| Exercise task |
Output the lines of the rows below as a numbered list, starting with the line that contains "mirror of black" and continuing through the last line of the rows, both ends included. Leave out any blank lines.

begin Data section

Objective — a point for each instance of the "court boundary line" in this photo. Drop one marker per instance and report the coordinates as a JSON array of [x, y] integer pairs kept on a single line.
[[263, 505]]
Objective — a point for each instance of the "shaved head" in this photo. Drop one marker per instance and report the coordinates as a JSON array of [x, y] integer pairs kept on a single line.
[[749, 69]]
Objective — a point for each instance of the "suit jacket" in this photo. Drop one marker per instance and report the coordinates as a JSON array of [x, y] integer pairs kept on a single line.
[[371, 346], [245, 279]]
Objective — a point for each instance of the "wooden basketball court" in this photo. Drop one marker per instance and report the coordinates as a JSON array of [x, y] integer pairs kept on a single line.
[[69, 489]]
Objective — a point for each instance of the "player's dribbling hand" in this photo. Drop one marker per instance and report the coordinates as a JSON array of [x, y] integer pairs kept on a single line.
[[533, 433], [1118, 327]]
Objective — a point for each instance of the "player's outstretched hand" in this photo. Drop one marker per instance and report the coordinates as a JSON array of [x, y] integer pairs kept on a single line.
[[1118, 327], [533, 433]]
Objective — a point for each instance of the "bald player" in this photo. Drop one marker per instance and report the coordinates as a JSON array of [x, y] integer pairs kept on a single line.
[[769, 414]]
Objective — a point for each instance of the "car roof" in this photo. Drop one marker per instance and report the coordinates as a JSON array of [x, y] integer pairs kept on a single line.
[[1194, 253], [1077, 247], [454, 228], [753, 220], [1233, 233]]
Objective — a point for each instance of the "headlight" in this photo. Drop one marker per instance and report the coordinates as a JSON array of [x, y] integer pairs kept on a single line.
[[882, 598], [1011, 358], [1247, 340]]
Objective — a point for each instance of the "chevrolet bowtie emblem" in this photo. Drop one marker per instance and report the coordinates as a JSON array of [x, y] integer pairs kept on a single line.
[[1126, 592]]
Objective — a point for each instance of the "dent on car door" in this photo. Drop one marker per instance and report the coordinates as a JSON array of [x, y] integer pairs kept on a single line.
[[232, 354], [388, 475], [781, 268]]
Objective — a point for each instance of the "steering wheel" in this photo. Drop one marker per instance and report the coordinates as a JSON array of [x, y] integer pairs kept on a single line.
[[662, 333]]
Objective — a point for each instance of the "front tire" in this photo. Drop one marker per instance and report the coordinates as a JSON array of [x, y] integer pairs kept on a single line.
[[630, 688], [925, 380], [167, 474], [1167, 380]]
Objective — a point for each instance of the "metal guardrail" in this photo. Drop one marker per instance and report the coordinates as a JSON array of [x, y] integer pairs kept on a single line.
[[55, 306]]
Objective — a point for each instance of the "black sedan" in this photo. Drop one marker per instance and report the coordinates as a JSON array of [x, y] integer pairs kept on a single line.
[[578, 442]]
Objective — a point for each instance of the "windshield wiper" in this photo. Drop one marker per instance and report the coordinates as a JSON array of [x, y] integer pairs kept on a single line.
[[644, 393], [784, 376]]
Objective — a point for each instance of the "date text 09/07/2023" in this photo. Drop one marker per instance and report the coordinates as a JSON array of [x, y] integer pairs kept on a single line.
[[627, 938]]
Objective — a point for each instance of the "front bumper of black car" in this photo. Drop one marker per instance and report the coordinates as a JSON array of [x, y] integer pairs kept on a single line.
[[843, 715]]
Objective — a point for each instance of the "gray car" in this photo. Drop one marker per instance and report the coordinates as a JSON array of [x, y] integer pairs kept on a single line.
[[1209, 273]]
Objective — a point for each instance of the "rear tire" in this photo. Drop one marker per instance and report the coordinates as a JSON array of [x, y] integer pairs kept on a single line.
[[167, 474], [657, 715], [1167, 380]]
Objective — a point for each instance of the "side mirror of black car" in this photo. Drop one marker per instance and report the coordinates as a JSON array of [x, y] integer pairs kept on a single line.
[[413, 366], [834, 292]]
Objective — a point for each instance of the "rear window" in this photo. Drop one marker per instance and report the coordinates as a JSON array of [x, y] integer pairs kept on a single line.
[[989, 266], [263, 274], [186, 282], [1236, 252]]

end Data section

| Output |
1. Objective — a point for each instance of the "side mirror of black car" in this photo. Drop one marker per instance and report the coordinates as a JSON array of [x, y] integer pairs kept on a single line.
2. [[413, 366], [834, 292]]
3. Objective — a point for each instance of the "rear window" in this photo. Drop one marker per instance and report the coordinates as a JSON array of [x, y] integer pairs kept on a single line.
4. [[989, 266], [263, 274], [186, 282], [1236, 252]]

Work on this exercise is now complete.